__About this task__.
The expected answer is the data below, printed verbatim without its pictures.

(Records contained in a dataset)
-- Opening Marker --

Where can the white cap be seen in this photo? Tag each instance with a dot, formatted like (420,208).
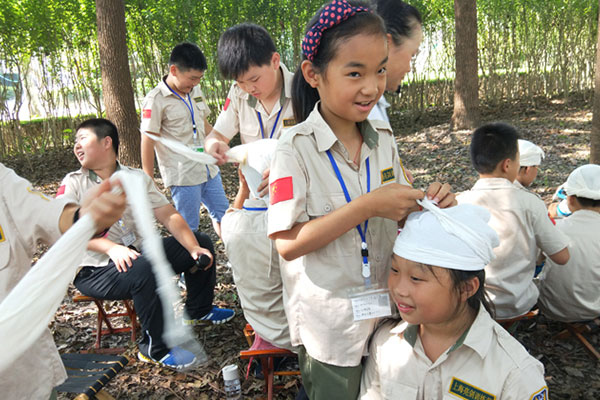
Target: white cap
(254,159)
(584,182)
(530,154)
(230,372)
(456,237)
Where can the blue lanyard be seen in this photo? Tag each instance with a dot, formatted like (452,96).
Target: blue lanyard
(262,129)
(366,267)
(189,106)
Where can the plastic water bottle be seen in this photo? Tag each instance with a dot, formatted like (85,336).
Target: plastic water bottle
(233,387)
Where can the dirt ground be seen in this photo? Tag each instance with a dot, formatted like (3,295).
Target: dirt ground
(431,152)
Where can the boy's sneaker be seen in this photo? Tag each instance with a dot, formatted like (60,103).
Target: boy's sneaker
(215,316)
(177,358)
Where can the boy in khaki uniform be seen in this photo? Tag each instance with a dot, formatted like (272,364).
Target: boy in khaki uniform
(519,217)
(114,268)
(176,110)
(259,103)
(570,293)
(28,218)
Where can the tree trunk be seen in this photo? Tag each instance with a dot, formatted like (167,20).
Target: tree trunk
(466,82)
(116,78)
(595,137)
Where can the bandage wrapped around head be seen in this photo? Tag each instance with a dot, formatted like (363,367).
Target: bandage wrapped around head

-- Closing Marker --

__Worked solution__.
Where can the white cap be seen in this photo? Tag each instance with a dot, formatted like (420,208).
Target: white cap
(254,159)
(584,182)
(530,154)
(230,372)
(456,237)
Where can the blue lanyard be seen in this photo? Tag each instance with a dot, formatted like (452,96).
Target: blue lanyard
(262,129)
(366,267)
(189,106)
Where can the plastic water bottle be seen in this photo? Tag each instance with a dot, formatted like (85,336).
Target: plastic water bottle
(233,387)
Where can the dirt ground be seen in this photo? Tag each instance with a dot, formatted like (3,295).
Target: dirt ground
(431,152)
Where can the boy's sneaker be seen in this photo? Tag each instance with a dot, formatted like (60,103).
Target: boy's sneaker
(215,316)
(177,358)
Where can the boy in khaki uniform be seen in this photo? Tag each instance with a dot, formatted like (272,364).
Target: boy in khaki uniform
(519,217)
(114,268)
(176,110)
(259,103)
(570,293)
(28,218)
Where can the tree trunk be seen in this photo? Tag each instance with a dot, formatted like (167,20).
Target: tree trunk
(466,82)
(116,78)
(595,137)
Where can the bandage wrapped around head be seen in this photo? Tag each instance with a dot, formatted like (363,367).
Target: bandage wrapped around head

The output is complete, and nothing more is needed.